> [BRANO DI LETTURA]
+--
Le prossime settimane ed i prossimi mesi ci daranno indicazioni sulla tenuta della tregua e sui progressi del lavorio diplomatico della cosiddetta “comunità internazionale” o, se volete, dei paesi “interessati” alle sorti della Libia. A febbraio Angela Merkel sembra orientata a convocare una seconda conferenza per monitorare lo stato dell’arte degli impegni assunti nella prima.

Intanto la chiusura dei rubinetti dei giacimenti petroliferi e dei terminali per il caricamento del greggio sulle petroliere e del metano nei gasdotti, insomma la sospensione dell’attività estrattiva ordinata disinvoltamente da Haftar, sta procurando non poche conseguenze. Sull’approvvigionamento dei paesi che estraggono con la compartecipazione delle loro compagnie od importano l’oro nero libico. Ed all’economia locale che da anni esporta solo petrolio e migranti clandestini. La sospensione dell’attività estrattiva causa in Libia una perdita di almeno 55 milioni di dollari al giorno.
+--
> [DATI ESTRATTI]
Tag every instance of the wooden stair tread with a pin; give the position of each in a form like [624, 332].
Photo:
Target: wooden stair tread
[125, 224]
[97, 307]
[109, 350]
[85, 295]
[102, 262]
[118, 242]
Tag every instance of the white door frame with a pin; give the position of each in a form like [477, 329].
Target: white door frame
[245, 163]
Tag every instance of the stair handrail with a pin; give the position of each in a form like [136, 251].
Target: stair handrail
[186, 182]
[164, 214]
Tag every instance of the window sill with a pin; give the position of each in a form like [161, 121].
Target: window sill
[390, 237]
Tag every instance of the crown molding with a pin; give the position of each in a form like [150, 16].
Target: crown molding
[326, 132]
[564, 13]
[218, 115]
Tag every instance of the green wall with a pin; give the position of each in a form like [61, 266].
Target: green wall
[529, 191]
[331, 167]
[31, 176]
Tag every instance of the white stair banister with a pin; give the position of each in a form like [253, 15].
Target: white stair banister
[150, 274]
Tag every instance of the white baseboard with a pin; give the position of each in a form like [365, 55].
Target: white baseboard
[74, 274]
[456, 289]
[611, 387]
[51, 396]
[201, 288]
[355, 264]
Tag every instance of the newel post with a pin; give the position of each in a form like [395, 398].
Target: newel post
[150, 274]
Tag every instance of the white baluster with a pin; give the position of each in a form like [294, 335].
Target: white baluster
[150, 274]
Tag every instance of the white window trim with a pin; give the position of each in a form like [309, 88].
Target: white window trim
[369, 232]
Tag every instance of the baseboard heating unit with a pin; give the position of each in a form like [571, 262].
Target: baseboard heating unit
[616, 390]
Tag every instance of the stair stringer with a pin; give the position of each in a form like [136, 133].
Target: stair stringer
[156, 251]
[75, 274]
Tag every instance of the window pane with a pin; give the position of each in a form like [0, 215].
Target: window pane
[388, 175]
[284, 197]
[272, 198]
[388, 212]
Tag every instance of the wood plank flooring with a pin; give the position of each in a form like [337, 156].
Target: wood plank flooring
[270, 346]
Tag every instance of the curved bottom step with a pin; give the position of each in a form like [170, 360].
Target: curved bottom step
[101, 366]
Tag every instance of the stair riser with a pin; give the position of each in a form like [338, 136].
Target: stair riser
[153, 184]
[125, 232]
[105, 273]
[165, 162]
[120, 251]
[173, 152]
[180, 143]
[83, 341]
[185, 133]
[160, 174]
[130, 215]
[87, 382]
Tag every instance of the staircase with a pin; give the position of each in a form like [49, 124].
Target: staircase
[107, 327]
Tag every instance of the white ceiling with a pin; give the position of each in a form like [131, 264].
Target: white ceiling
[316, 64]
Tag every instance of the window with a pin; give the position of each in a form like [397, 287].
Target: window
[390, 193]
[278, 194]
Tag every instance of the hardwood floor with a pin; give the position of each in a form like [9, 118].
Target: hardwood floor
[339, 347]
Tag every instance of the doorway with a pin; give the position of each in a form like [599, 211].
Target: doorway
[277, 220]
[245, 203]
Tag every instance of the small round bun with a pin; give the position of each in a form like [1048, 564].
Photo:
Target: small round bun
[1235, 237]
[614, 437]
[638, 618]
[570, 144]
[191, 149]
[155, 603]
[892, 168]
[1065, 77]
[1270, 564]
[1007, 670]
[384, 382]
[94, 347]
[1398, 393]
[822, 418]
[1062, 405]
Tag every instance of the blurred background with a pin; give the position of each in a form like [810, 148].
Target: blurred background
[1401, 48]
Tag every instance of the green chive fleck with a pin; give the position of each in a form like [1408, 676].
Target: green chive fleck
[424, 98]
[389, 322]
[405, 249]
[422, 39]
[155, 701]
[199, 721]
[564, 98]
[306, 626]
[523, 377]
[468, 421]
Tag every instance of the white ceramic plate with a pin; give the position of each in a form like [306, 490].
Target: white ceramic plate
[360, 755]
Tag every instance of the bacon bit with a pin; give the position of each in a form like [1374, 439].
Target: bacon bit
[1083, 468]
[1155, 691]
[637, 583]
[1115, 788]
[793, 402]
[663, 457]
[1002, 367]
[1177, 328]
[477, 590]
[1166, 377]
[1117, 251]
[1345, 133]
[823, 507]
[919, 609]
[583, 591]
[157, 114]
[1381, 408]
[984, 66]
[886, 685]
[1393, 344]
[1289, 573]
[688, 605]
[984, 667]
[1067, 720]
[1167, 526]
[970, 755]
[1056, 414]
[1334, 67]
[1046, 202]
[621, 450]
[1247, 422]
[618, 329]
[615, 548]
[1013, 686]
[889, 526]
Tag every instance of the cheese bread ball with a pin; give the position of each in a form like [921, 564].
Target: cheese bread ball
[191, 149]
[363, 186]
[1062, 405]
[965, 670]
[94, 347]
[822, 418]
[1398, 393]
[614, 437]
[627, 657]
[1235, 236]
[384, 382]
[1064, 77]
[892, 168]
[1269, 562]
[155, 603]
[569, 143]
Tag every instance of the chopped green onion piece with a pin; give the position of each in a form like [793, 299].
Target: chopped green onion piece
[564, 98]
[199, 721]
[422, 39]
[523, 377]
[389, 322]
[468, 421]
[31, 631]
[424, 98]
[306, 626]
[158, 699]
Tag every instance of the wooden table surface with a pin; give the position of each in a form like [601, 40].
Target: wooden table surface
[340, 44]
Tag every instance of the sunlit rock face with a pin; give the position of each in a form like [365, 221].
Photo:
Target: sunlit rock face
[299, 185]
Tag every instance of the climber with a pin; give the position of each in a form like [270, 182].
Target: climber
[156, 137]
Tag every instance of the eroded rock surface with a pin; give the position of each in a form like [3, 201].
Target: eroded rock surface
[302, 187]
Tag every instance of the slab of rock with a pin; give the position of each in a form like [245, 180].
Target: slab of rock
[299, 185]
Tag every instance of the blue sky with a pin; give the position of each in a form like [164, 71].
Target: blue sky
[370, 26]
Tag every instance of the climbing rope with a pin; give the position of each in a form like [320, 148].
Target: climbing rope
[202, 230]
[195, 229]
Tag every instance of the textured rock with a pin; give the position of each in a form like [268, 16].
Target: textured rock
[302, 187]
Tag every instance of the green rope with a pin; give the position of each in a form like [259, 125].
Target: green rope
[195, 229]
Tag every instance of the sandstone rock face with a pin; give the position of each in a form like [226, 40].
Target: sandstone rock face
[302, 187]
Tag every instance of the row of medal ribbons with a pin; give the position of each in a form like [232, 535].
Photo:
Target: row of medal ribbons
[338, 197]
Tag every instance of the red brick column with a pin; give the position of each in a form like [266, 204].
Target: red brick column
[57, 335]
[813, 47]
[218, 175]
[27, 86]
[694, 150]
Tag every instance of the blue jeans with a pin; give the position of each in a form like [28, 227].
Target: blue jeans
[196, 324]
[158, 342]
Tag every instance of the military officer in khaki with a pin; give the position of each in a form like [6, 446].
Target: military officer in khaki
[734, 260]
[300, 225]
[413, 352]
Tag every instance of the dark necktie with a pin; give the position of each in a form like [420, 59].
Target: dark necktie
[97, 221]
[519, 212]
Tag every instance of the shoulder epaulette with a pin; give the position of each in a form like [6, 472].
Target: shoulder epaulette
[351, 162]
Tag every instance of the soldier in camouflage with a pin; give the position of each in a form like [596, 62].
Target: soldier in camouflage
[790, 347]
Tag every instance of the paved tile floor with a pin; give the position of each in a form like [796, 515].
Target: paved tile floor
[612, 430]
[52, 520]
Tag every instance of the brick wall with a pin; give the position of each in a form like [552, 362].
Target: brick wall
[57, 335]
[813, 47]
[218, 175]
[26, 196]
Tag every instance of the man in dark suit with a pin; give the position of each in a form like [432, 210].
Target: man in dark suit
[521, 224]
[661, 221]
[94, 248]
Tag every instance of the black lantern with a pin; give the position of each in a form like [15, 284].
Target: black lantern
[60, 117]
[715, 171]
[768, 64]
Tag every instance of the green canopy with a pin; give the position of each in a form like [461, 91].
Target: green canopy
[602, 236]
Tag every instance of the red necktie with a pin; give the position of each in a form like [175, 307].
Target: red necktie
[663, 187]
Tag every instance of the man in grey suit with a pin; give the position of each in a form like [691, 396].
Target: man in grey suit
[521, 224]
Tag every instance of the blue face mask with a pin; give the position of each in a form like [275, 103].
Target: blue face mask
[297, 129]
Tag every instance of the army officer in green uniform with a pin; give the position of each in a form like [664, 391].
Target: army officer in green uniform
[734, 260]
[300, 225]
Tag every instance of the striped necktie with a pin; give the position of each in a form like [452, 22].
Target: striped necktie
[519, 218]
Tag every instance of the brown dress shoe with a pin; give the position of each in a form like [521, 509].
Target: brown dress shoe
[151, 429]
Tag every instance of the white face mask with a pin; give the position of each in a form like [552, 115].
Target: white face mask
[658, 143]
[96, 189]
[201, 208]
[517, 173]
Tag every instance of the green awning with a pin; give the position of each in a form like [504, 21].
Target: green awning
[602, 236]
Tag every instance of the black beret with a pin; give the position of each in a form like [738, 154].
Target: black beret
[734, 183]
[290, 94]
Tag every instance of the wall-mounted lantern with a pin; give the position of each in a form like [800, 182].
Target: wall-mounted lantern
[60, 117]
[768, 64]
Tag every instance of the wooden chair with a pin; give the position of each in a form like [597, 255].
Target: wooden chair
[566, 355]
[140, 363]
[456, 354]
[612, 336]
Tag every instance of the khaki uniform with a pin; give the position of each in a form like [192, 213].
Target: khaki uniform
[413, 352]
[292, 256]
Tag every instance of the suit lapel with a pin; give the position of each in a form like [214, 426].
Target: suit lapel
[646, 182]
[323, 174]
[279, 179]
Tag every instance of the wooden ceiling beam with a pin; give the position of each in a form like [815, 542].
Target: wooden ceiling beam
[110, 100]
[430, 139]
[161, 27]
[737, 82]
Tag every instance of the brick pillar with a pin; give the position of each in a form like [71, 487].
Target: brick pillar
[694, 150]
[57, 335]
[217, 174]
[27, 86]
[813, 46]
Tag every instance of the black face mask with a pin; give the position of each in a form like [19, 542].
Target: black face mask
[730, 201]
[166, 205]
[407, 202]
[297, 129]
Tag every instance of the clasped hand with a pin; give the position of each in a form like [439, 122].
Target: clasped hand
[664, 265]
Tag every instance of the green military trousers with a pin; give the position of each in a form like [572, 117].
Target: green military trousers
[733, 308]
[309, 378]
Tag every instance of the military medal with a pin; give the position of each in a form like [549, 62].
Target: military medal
+--
> [ESERCIZI]
(1) Riscrivi come lista numerata le righe dell'elenco, dalla riga che contiene "Tag every instance of the brick pillar" fino all'ultima riga dell'elenco inclusa, omettendo le righe vuote.
(2) Prosegui il brano sulla Libia dopo la sua ultima frase.
L'elenco non ha alcun legame con il brano.

> [RISPOSTE SCRITTE]
(1)
1. Tag every instance of the brick pillar with a pin; give the position of each in a form like [71, 487].
2. Target: brick pillar
3. [694, 150]
4. [57, 335]
5. [217, 174]
6. [27, 86]
7. [813, 46]
8. Tag every instance of the black face mask with a pin; give the position of each in a form like [19, 542].
9. Target: black face mask
10. [730, 201]
11. [166, 205]
12. [407, 202]
13. [297, 129]
14. Tag every instance of the clasped hand with a pin; give the position of each in a form like [439, 122].
15. Target: clasped hand
16. [664, 265]
17. Tag every instance of the green military trousers with a pin; give the position of each in a form like [572, 117].
18. Target: green military trousers
19. [733, 308]
20. [309, 378]
21. Tag every instance of the military medal with a pin; give the position of each in a form like [549, 62].
22. Target: military medal

(2)
Trasferiamoci nell’altro epicentro della crisi nella fibrillante fascia Mediterraneo-Medio Oriente: l’Iran. All’indomani dell’assassinio da parte degli americani del generale dei pasdaran Soleimani e della reazione di Teheran che ha colpito due basi a stelle e strisce in Iraq con un attacco di missili “preavvertito” – l’attenzione si sposta sulla seconda risposta. Meno emotiva ma ben più preoccupante: il definitivo abbandono da parte della Repubblica islamica dell’accordo sul nucleare, prima ancora abbandonato da Trump, e la ripresa della sua corsa per l’approntamento di ordigni nucleari.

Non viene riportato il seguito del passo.